What you will do: Give the data starting at the line containing "Mark each white cloth" and ending at the line containing "[66,293,162,387]", both included, as a two-column CSV headed instruction and boxes. Use one row per instruction, with its text in one quoted field and all of its boxes in the other, and replace line breaks with spaces.

Records shown:
>>>

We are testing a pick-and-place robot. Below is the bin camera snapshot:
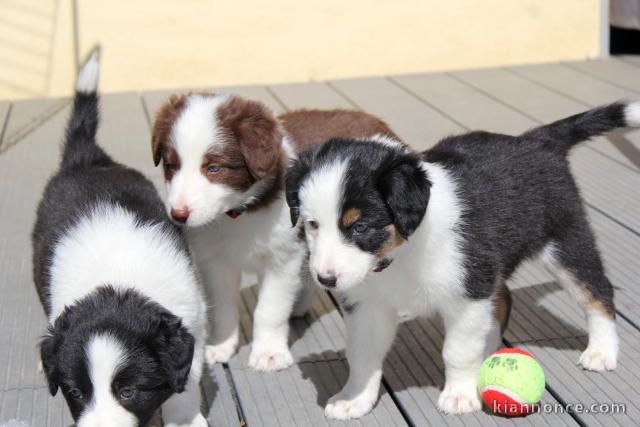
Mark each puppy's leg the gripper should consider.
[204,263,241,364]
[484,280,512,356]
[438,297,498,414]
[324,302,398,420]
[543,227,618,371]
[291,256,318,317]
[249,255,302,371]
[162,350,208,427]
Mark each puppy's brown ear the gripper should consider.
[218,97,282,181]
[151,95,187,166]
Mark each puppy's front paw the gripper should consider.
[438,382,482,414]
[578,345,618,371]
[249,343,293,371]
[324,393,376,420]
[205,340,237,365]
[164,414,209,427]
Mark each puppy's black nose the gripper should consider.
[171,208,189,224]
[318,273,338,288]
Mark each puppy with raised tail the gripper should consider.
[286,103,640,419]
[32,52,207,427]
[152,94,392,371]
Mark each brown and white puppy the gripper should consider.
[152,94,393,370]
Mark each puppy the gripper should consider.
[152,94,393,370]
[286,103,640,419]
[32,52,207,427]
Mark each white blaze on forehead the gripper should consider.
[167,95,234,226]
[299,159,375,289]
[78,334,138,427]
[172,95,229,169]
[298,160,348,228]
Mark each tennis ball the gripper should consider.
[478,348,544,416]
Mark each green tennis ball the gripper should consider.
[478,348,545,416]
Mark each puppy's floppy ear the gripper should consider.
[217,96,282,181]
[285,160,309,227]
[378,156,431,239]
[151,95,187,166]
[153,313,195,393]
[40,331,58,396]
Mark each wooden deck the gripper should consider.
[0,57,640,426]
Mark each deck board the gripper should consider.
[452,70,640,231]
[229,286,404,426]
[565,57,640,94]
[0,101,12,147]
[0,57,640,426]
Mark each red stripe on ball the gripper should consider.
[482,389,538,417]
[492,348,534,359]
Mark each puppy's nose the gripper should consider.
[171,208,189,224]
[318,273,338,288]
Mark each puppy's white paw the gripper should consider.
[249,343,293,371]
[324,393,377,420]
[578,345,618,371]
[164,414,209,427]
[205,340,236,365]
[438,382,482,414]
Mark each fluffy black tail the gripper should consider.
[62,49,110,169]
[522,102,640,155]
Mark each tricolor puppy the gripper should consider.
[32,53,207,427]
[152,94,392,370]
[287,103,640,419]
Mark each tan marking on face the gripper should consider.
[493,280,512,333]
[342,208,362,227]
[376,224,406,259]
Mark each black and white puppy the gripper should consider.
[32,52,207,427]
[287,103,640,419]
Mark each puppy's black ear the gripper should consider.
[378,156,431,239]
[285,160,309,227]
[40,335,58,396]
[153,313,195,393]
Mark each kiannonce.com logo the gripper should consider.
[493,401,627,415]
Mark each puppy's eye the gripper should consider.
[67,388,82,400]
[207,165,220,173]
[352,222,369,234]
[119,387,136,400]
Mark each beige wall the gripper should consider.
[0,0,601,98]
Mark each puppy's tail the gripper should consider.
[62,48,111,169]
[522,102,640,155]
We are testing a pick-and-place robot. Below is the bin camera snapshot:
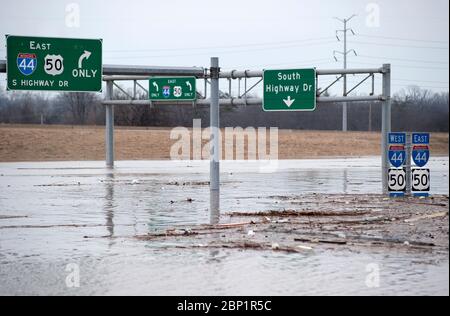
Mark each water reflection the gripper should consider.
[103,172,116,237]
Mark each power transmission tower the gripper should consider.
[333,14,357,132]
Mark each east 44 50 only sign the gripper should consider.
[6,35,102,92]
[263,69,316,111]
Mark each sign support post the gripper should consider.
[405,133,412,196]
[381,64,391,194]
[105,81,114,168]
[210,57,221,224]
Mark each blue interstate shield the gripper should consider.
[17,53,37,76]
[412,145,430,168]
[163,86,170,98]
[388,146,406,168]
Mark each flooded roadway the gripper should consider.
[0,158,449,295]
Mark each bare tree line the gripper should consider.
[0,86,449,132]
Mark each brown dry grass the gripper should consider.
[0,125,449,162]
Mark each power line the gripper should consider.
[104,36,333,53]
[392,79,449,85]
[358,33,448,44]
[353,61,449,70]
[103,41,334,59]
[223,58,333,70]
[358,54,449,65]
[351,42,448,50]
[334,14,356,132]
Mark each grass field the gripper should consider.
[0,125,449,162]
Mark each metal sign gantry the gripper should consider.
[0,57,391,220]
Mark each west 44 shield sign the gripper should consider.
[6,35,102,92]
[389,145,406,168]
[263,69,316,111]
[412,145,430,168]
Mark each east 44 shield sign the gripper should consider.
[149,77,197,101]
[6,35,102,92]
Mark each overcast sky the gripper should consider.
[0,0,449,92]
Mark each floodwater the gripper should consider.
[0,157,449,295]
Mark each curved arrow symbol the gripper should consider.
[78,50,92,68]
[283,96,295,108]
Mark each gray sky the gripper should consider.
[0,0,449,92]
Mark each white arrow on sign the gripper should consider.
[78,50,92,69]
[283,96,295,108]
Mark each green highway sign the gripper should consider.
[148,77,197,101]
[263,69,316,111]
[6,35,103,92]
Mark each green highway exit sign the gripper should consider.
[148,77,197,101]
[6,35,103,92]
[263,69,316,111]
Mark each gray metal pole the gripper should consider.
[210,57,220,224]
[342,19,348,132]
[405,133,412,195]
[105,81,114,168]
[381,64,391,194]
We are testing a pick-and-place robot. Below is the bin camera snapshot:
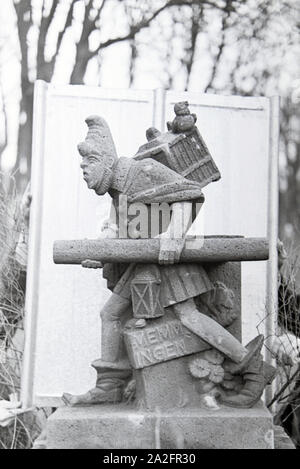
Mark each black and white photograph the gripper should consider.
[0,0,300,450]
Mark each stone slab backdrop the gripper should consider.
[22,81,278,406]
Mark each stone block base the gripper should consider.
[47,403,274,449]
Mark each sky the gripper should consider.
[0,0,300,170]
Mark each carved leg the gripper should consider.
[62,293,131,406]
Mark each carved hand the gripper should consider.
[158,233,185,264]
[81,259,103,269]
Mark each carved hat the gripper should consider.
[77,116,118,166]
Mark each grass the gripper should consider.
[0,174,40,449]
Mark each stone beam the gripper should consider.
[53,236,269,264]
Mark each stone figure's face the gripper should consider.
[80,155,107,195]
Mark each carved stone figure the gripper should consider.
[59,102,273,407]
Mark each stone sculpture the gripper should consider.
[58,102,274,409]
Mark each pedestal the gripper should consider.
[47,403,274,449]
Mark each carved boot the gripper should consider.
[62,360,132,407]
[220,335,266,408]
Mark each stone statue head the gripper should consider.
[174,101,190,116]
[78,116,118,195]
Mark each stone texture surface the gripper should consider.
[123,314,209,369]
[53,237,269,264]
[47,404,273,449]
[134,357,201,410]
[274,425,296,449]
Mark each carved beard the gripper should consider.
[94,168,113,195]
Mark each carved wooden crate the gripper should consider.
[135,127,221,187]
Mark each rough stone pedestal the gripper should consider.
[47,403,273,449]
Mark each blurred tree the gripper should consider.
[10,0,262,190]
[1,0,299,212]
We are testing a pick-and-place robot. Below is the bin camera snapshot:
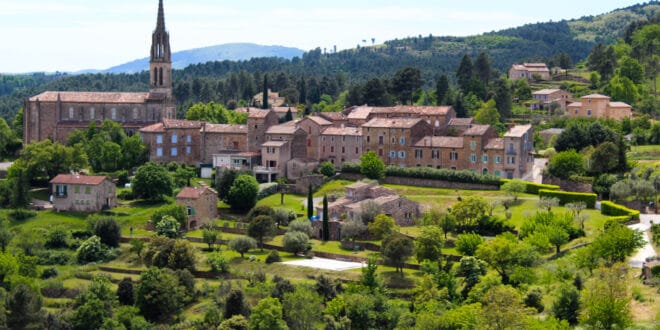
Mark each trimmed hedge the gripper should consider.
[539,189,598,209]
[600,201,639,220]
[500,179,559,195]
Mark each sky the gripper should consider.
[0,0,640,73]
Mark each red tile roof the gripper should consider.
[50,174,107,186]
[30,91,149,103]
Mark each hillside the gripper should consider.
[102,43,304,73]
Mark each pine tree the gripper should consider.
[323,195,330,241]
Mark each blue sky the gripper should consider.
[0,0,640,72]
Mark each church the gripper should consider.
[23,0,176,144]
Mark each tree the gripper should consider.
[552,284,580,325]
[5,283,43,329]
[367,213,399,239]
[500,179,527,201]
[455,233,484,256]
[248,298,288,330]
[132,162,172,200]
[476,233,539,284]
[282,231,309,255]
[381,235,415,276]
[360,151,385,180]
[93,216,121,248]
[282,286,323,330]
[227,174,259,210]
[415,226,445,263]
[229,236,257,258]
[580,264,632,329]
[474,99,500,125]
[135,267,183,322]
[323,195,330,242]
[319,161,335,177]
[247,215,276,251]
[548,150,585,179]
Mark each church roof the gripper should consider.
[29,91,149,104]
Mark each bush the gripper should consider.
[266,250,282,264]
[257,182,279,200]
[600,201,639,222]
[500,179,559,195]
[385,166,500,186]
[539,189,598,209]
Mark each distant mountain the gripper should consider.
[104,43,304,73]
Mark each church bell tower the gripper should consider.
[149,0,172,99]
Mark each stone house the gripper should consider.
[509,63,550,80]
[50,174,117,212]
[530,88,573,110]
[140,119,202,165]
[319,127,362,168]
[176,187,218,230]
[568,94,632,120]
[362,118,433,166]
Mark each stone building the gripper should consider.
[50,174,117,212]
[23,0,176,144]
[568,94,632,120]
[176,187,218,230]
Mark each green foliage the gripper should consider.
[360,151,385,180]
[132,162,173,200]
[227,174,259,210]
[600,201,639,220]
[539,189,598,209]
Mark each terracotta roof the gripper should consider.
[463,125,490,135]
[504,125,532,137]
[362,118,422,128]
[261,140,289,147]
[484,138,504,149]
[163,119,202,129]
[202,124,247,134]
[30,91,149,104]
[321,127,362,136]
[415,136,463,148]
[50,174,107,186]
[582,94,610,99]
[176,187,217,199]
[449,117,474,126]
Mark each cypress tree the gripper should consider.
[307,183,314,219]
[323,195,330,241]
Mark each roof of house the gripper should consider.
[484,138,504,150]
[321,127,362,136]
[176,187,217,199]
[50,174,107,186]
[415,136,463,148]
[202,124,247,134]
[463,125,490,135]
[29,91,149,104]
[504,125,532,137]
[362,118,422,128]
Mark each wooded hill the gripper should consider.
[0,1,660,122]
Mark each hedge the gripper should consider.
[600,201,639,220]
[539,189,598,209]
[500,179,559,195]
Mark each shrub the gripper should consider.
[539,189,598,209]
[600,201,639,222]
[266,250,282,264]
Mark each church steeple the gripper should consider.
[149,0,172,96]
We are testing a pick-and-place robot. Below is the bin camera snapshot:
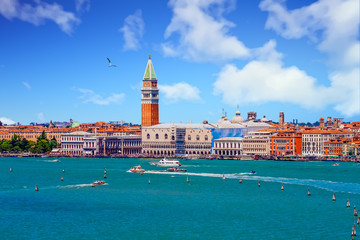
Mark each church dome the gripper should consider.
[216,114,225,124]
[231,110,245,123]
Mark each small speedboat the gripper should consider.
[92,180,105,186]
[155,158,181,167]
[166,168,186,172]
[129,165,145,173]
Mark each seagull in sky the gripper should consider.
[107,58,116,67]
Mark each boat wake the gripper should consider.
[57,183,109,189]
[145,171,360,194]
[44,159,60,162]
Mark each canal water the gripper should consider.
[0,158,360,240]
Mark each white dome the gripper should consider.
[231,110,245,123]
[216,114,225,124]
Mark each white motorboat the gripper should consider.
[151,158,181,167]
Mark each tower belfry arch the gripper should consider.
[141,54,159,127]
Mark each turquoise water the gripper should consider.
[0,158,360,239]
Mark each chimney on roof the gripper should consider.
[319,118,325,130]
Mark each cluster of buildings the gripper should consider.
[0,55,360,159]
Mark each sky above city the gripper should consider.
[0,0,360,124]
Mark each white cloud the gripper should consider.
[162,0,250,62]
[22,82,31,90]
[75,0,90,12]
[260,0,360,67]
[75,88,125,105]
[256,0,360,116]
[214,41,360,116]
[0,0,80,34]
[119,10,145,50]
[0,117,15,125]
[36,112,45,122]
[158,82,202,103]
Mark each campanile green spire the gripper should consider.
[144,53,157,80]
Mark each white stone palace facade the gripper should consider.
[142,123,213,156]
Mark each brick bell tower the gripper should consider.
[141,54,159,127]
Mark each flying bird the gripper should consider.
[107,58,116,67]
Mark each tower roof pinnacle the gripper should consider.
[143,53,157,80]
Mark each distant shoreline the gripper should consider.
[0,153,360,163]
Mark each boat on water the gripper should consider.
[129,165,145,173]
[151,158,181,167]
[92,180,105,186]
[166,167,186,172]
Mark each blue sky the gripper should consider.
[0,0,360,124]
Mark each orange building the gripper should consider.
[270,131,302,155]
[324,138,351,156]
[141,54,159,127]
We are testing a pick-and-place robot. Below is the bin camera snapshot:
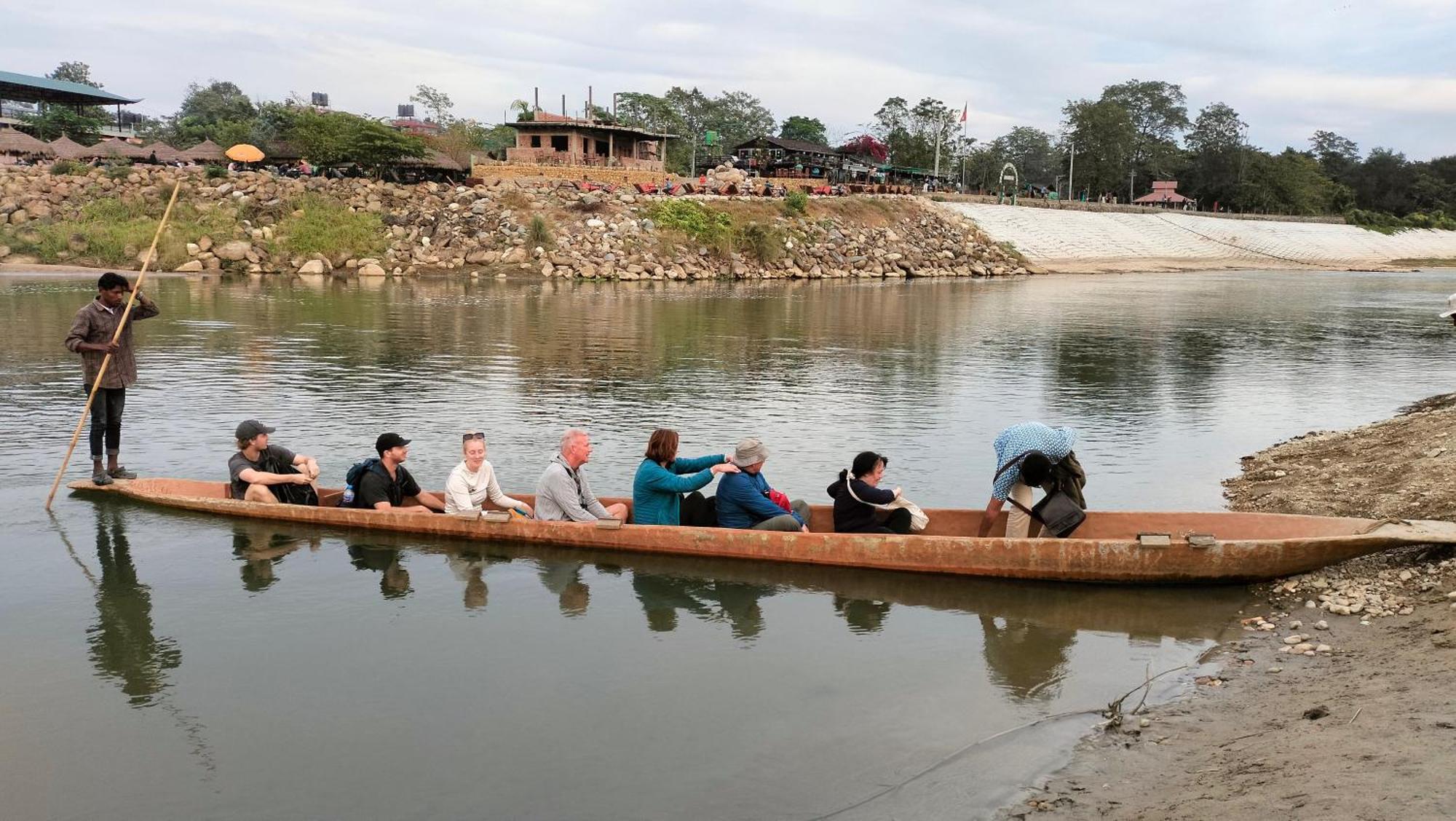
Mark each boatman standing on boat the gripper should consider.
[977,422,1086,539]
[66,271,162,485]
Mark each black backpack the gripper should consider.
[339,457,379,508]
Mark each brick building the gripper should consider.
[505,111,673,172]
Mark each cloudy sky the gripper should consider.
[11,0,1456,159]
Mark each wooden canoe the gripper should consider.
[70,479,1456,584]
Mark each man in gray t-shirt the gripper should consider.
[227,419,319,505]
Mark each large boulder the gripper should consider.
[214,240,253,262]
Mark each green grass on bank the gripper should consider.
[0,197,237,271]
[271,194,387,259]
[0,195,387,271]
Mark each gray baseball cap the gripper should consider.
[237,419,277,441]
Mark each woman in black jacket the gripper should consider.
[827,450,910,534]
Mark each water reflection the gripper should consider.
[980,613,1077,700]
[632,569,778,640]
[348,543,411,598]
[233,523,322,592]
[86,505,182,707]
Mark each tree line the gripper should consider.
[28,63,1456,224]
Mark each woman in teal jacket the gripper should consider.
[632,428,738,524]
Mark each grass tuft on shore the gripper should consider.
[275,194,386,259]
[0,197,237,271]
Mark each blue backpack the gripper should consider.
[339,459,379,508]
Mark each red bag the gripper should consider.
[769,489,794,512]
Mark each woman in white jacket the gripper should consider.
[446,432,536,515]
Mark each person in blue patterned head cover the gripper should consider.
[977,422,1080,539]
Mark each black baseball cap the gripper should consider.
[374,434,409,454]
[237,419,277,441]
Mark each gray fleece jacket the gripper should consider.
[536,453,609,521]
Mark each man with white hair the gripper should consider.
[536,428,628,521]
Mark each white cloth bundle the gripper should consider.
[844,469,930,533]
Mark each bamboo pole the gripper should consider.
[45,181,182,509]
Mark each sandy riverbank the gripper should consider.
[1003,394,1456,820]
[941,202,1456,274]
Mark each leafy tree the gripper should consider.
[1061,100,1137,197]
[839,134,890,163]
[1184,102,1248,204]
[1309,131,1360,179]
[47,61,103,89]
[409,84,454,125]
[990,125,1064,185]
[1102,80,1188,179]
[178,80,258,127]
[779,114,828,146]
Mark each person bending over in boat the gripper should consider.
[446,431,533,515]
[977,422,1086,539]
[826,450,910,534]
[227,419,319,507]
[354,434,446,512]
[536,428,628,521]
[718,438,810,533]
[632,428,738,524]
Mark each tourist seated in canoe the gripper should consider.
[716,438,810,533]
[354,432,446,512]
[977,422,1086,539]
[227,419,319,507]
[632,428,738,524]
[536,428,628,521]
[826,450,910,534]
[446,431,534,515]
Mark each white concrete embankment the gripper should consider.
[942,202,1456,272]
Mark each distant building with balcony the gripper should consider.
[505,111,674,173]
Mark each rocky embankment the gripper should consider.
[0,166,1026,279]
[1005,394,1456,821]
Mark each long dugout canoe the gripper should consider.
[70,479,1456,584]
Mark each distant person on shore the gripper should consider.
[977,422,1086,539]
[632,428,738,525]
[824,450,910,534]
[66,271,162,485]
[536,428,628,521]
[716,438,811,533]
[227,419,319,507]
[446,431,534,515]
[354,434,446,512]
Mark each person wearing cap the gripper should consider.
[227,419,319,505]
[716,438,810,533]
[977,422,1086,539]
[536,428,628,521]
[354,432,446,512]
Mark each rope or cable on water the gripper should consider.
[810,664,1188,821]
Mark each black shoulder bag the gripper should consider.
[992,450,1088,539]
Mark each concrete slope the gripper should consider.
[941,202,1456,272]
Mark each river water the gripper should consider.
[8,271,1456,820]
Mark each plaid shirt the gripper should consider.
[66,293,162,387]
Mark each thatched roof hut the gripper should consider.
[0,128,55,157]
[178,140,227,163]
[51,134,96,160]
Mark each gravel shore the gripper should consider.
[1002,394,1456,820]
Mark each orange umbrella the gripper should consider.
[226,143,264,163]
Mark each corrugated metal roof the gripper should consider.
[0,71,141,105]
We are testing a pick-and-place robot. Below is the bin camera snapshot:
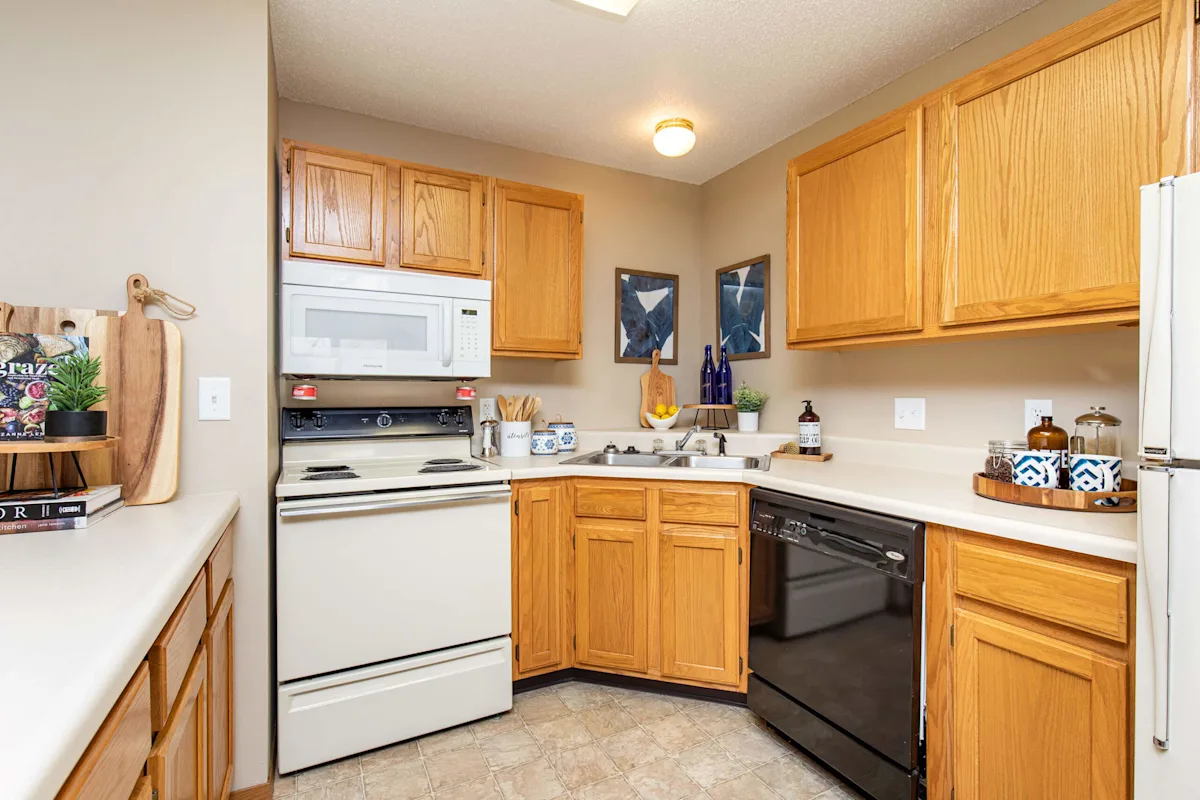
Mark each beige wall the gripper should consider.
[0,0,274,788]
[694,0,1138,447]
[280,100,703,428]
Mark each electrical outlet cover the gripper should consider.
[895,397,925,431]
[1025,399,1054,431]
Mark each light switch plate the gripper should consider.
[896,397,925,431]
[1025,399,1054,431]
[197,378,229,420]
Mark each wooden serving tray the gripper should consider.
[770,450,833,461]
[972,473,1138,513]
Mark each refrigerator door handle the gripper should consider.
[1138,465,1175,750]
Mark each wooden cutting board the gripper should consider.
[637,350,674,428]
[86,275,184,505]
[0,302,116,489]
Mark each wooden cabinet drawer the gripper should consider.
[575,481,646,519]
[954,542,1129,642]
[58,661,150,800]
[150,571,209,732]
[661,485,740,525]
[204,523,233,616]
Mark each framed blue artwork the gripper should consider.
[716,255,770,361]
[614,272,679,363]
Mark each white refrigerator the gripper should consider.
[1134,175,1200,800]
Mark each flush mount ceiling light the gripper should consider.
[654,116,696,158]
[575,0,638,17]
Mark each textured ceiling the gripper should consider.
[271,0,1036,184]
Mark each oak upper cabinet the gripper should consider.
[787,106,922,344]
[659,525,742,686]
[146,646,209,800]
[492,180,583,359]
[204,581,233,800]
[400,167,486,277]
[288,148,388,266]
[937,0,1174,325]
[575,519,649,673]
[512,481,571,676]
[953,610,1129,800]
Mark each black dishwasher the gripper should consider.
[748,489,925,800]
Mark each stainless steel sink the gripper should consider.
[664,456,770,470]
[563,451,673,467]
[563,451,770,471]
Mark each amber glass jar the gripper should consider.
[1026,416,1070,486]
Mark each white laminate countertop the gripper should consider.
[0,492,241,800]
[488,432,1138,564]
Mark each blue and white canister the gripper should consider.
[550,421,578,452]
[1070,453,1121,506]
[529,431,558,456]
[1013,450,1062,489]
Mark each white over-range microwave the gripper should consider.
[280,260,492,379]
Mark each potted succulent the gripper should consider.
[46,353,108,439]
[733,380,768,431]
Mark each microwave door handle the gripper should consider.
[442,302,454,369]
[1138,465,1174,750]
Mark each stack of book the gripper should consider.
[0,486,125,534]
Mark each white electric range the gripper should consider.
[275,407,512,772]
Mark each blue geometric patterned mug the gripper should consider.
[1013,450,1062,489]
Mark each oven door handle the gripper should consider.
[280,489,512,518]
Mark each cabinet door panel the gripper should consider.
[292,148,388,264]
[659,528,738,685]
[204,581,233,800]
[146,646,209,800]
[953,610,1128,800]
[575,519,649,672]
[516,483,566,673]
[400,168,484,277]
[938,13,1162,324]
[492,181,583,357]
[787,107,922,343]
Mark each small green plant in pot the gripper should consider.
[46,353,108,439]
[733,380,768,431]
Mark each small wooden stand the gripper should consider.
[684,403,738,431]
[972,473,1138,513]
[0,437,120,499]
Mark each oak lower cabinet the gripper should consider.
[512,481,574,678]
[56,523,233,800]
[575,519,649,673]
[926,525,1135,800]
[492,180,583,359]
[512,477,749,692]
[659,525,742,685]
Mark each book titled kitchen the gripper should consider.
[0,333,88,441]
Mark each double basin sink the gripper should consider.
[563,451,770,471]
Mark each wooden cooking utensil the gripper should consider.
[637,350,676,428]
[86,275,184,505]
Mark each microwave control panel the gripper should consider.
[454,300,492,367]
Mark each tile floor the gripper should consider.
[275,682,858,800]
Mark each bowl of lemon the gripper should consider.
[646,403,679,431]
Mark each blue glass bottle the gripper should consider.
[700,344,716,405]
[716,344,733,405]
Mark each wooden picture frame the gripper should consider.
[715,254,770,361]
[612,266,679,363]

<<<

Completed exercise:
instruction,boxes
"Mark each white cloth bundle the gripper should consider.","[844,469,930,533]"
"Mark each bamboo pole the gripper should consider.","[45,181,182,509]"
"Mark each sandy riverbank the gripper should consider.","[1003,394,1456,820] [941,202,1456,274]"
"Mark each leafy tree the gripper should consider.","[1061,100,1137,197] [839,134,890,163] [1184,102,1248,204] [1309,131,1360,179] [47,61,103,89] [409,84,454,125] [990,125,1064,185] [1102,80,1188,179] [178,80,258,127] [779,114,828,146]"
"Mark each person bending over in boat the gripper should consider.","[446,431,533,515] [977,422,1086,539] [826,450,910,534] [227,419,319,507] [354,434,446,512] [536,428,628,521] [718,438,810,533] [632,428,738,524]"
"Mark each tourist seated in canoe the gripper should consider.","[716,438,810,533] [354,432,446,512] [977,422,1086,539] [227,419,319,507] [632,428,738,524] [536,428,628,521] [826,450,910,534] [446,431,534,515]"
"Mark each white concrete embankment the gripper should consider.","[942,202,1456,272]"
"Mark each distant building with balcony the gripper should consider.","[505,111,674,173]"
"Mark each rocky embankment the gripper should consider.","[0,166,1026,279] [1005,394,1456,821]"
"Mark each long dugout canoe the gripper should consider.","[70,479,1456,584]"
"Mark each distant person on shore the gripper should consider.","[977,422,1086,539] [632,428,738,525] [824,450,910,534] [66,271,162,485] [536,428,628,521] [716,438,811,533] [227,419,319,507] [446,431,534,515] [354,434,446,512]"
"Mark each person wearing cap the gripper should consider.","[227,419,319,505] [716,438,810,533] [977,422,1086,539] [536,428,628,521] [354,432,446,512]"
"Mark each rope or cable on water the gripper should consider.","[810,664,1188,821]"
"Mark each black shoulder bag the gripper should consider.","[992,450,1088,539]"
"Mark each concrete slope the gripper should consider.","[941,202,1456,272]"
"Mark each river water the gripper should consider.","[8,271,1456,820]"
"Mark each plaid shirt the gripper should consider.","[66,293,162,387]"